======== SUPPLIED MATERIAL

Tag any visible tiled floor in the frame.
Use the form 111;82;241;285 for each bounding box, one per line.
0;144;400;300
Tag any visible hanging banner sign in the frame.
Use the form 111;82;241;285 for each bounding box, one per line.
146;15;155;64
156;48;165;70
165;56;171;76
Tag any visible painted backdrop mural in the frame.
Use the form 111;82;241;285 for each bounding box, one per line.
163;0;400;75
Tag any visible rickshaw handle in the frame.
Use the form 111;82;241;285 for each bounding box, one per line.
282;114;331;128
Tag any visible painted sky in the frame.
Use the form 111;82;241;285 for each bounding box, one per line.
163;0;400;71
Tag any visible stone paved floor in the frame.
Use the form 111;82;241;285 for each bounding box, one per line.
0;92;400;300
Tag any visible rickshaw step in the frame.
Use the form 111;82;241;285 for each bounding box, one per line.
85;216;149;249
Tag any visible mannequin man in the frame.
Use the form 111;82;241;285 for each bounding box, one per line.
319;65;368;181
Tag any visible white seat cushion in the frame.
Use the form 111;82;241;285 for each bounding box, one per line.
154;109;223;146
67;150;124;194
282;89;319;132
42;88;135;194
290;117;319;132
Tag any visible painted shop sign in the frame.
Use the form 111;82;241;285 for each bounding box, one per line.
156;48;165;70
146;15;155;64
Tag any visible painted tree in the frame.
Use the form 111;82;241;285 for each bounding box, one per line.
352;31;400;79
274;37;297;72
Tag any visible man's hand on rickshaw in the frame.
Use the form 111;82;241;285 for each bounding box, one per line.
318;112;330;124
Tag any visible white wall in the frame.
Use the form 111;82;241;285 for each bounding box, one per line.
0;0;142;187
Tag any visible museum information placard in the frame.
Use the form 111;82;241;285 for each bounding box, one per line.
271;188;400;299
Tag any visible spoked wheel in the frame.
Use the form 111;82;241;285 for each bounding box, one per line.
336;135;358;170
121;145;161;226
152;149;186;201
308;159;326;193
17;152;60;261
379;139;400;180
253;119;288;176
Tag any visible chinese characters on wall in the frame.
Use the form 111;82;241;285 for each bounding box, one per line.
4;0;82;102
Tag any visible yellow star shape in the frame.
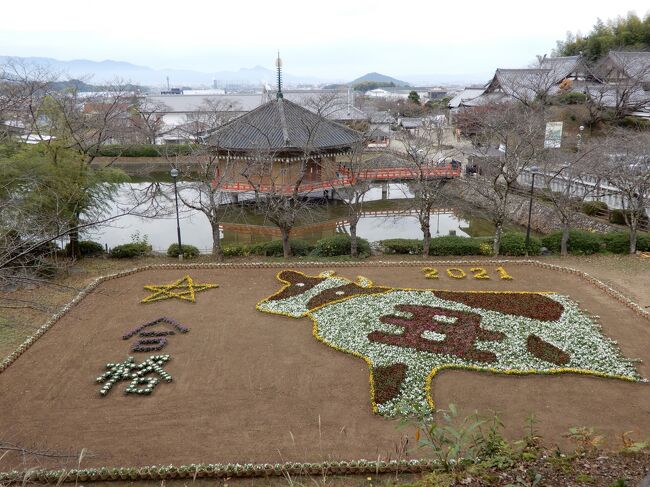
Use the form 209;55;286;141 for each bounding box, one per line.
140;276;219;303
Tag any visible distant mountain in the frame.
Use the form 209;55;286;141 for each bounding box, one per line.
0;56;322;86
350;73;410;86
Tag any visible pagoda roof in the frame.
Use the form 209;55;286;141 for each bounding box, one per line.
207;98;363;153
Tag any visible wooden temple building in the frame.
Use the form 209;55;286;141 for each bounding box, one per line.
206;59;363;194
205;58;460;195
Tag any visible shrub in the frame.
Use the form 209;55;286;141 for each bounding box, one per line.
312;234;370;257
248;239;313;257
111;242;151;259
499;232;542;255
381;238;422;255
582;201;609;216
65;240;104;257
429;235;483;255
167;244;201;259
603;232;650;254
542;230;602;255
609;209;648;225
221;243;250;257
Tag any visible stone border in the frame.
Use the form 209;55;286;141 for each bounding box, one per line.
0;259;650;374
0;459;438;485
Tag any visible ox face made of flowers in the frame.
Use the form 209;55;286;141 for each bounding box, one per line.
257;270;644;416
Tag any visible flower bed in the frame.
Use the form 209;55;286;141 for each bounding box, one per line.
140;275;219;303
257;271;644;416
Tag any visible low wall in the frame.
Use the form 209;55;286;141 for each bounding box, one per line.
444;180;621;233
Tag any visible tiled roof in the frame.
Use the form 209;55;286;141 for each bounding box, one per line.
609;51;650;82
447;87;485;108
540;56;580;82
208;98;362;151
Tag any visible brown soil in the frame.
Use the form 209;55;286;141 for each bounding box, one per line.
0;264;650;470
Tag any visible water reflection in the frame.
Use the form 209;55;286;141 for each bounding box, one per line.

================

> _INSTRUCTIONS TO FOLLOW_: Could you write out the items again from the line with "Tag any visible ox" up to and including the line with "257;270;644;416", request lines too, adding 128 to every bounding-box coordinate in the answers?

> _RIGHT ANSWER_:
Tag any visible ox face made of flowers in the frame.
Use the form 209;55;286;141 for each bounding box, one per line.
385;398;772;544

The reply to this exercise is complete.